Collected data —
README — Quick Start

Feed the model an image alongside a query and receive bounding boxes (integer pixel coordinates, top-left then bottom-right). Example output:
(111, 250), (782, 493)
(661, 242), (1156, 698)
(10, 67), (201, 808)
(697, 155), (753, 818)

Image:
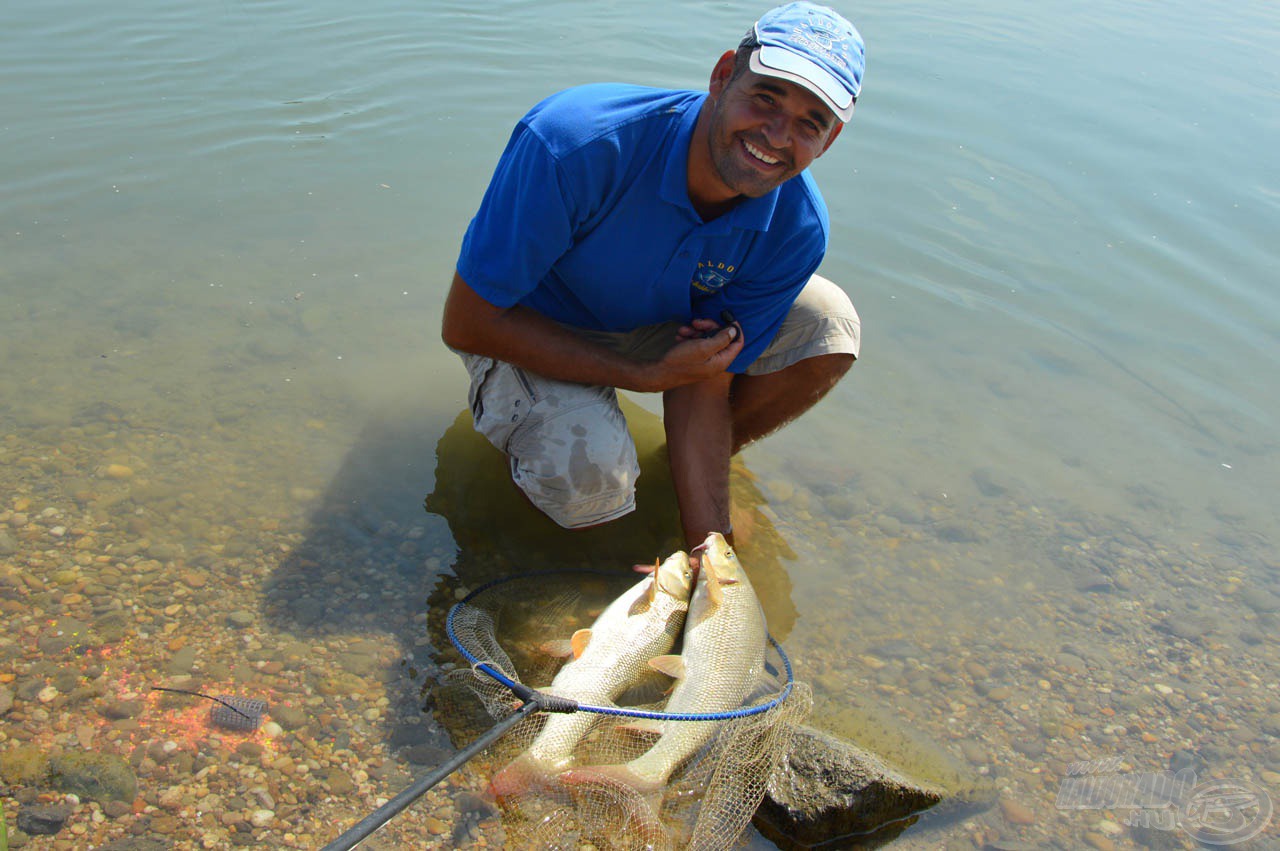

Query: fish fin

(570, 630), (591, 659)
(649, 655), (685, 680)
(489, 751), (548, 804)
(707, 575), (724, 608)
(613, 669), (676, 706)
(538, 639), (573, 659)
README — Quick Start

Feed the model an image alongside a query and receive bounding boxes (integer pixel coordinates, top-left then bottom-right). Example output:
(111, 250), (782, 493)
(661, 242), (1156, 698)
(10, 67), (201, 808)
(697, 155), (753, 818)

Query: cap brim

(750, 45), (854, 123)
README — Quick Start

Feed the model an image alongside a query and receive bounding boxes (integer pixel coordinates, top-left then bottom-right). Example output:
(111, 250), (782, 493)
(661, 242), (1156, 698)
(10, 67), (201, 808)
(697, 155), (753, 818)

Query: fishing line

(321, 569), (795, 851)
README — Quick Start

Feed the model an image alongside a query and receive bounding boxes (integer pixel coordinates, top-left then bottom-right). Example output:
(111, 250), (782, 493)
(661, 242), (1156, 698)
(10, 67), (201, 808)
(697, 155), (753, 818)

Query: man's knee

(511, 427), (640, 529)
(507, 385), (640, 529)
(746, 275), (861, 384)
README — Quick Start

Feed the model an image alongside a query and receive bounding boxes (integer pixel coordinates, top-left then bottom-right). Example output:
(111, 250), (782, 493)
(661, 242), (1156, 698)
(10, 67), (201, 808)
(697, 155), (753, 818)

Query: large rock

(755, 727), (946, 850)
(754, 718), (996, 851)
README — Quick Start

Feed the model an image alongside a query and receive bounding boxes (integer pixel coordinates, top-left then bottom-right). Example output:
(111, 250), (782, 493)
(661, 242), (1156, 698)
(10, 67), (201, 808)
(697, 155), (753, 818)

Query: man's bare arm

(442, 273), (742, 392)
(662, 372), (733, 548)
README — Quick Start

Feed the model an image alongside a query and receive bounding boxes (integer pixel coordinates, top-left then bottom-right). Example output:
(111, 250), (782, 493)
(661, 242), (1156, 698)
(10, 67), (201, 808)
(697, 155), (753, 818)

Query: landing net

(447, 571), (812, 851)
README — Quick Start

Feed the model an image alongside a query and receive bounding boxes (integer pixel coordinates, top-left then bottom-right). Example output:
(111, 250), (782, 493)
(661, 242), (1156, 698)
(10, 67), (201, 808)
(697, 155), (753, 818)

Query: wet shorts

(460, 275), (861, 529)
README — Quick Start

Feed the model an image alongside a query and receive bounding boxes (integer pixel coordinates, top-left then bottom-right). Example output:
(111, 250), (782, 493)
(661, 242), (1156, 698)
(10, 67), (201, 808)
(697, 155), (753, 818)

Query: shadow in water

(262, 404), (795, 761)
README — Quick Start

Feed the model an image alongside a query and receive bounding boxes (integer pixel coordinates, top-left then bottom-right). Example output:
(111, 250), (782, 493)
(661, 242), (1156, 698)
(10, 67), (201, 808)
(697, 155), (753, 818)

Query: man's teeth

(742, 141), (781, 165)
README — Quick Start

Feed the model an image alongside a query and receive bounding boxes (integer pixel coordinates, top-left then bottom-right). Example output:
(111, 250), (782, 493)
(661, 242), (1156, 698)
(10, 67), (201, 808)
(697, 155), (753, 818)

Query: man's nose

(764, 115), (791, 150)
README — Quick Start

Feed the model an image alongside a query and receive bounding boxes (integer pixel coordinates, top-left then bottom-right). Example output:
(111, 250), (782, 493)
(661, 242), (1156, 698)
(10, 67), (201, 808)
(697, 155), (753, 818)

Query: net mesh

(438, 572), (812, 851)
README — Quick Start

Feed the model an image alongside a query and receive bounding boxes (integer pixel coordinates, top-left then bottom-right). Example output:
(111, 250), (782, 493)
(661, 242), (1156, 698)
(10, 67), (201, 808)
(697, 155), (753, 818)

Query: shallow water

(0, 0), (1280, 847)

DIRECTIONS FOR THIS TASK —
Give every line of the records above as a JSON list of strings, one string per line, omitting blank lines and leaving out the pictures.

CORRECT ANSWER —
[
  "README — Quick Start",
  "Feed the model an image alongside a query and receive bounding boxes (integer pixel coordinates, top-left then bottom-right). Example output:",
  "(111, 250), (782, 493)",
  "(661, 242), (1156, 698)",
  "(10, 67), (201, 808)",
  "(697, 155), (753, 818)",
  "Image:",
  "Query: fish fin",
  "(570, 630), (591, 659)",
  "(649, 655), (685, 680)",
  "(489, 751), (548, 804)",
  "(707, 575), (724, 608)",
  "(613, 669), (676, 706)",
  "(538, 639), (573, 659)",
  "README — Quick Start",
  "Feed the model an image alongside a query and receive bounding boxes (integer pixel coordinates, top-left then bottom-right). Example output:",
  "(111, 250), (782, 493)",
  "(661, 242), (1156, 698)",
  "(10, 67), (201, 808)",
  "(697, 155), (753, 818)",
  "Query: cap brim",
  "(750, 45), (854, 123)",
  "README — Quick Start",
  "Feed the model an image alongside a query and receive bounding boxes (integer pixel coordinates, top-left then bottom-right). Example output:",
  "(111, 250), (782, 493)",
  "(661, 242), (1156, 698)",
  "(10, 67), (201, 808)",
  "(697, 155), (753, 818)",
  "Query: fishing line",
  "(321, 569), (795, 851)",
  "README — Quick Start",
  "Feed the model an image alongside a query and receive bounding boxes (integer pixel coordinates, top-left then bottom-right). Example output:",
  "(111, 250), (782, 493)",
  "(661, 242), (1156, 698)",
  "(10, 67), (201, 808)",
  "(697, 155), (753, 818)",
  "Query: man's knee",
  "(511, 427), (640, 529)",
  "(507, 385), (640, 529)",
  "(746, 275), (861, 384)",
  "README — Quick Start",
  "Feed the model an image alongside a query and receive bounding boxes (integer pixel coordinates, top-left then bottom-right). Example output:",
  "(111, 250), (782, 493)",
  "(661, 242), (1156, 698)",
  "(10, 67), (201, 808)",
  "(697, 155), (753, 818)",
  "Query: large rock",
  "(755, 727), (946, 850)",
  "(754, 718), (996, 851)",
  "README — Quick Start",
  "Feed the model an image alongside a query and receive bounding boxes (integer pixel coordinates, top-left then bottom-right). Example output:",
  "(111, 250), (782, 493)",
  "(661, 242), (1156, 698)",
  "(10, 67), (201, 808)",
  "(697, 155), (753, 818)",
  "Query: man's bare arm",
  "(442, 273), (742, 392)",
  "(662, 372), (733, 548)",
  "README — Quick Start",
  "Feed the model an image alongside a query and receive bounding boxes (integer pixel coordinates, top-left then bottom-right). Example output:",
  "(111, 250), (782, 493)",
  "(661, 242), (1156, 698)",
  "(10, 67), (201, 808)",
  "(697, 155), (753, 818)",
  "Query: landing net",
  "(447, 571), (812, 851)",
  "README — Quick Start",
  "Feed the model an image alongside a query and receive bounding boxes (integer pixel coordinates, top-left then bottom-right). Example output:",
  "(111, 250), (782, 493)",
  "(661, 242), (1156, 698)",
  "(10, 67), (201, 808)",
  "(697, 155), (753, 818)",
  "Query: wet shorts",
  "(460, 275), (861, 529)",
  "README — Quick Start",
  "Feed the model an image alongside a query and receive bounding boxes (integer pixel coordinates, top-left then bottom-right). Example output:",
  "(111, 250), (782, 493)",
  "(661, 242), (1156, 698)",
  "(10, 67), (201, 808)",
  "(697, 155), (753, 818)",
  "Query: shadow in water",
  "(262, 404), (795, 761)",
  "README — Quick Start",
  "Feed the model an image alongside a query and receive bounding boxes (integer pixel coordinates, top-left then bottom-right). Example output:",
  "(111, 250), (782, 493)",
  "(661, 242), (1156, 698)",
  "(10, 67), (201, 808)",
  "(697, 155), (753, 818)",
  "Query: man's teeth",
  "(742, 141), (781, 165)",
  "README — Quick Start",
  "Feed the model an image alongside a query and receive bounding boxes (integer pixel coordinates, top-left then bottom-right). Example output:",
  "(111, 250), (782, 493)",
  "(661, 242), (1156, 698)",
  "(10, 67), (201, 808)",
  "(697, 155), (753, 818)",
  "Query: man's nose",
  "(764, 115), (791, 150)",
  "README — Quick Start",
  "Feed the model an image alongside a query and receive bounding boxes (integer pixel coordinates, top-left then bottom-right). Example output:",
  "(111, 250), (782, 493)",
  "(661, 242), (1156, 698)",
  "(10, 67), (201, 808)",
  "(697, 155), (753, 818)",
  "Query: net mesh",
  "(438, 572), (812, 851)",
  "README — Quick Start",
  "Feed the model an image alongside a query and receive bounding boxes (integer pixel coordinates, top-left then bottom-right). Example output:",
  "(111, 250), (782, 493)",
  "(661, 242), (1156, 698)",
  "(10, 67), (201, 808)",
  "(697, 155), (753, 818)",
  "Query: shallow water",
  "(0, 0), (1280, 847)"
]